## Task to carry out
Every line of the material is to be set down again without any change.

## Data in this exercise
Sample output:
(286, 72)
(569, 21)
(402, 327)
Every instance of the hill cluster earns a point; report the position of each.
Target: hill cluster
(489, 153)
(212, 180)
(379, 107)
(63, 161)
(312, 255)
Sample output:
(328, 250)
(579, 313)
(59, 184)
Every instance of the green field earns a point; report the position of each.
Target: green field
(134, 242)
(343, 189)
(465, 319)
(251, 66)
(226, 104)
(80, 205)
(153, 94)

## Your response
Sample output:
(286, 72)
(569, 21)
(402, 327)
Every instance of the hill cluster earns a point; report the position of each.
Target: hill cluster
(489, 153)
(212, 180)
(379, 107)
(63, 161)
(312, 255)
Sample output:
(328, 250)
(579, 313)
(59, 184)
Every instance of the green field earns a point; report the position of each.
Target: green field
(134, 242)
(343, 189)
(465, 319)
(251, 66)
(226, 104)
(80, 205)
(153, 94)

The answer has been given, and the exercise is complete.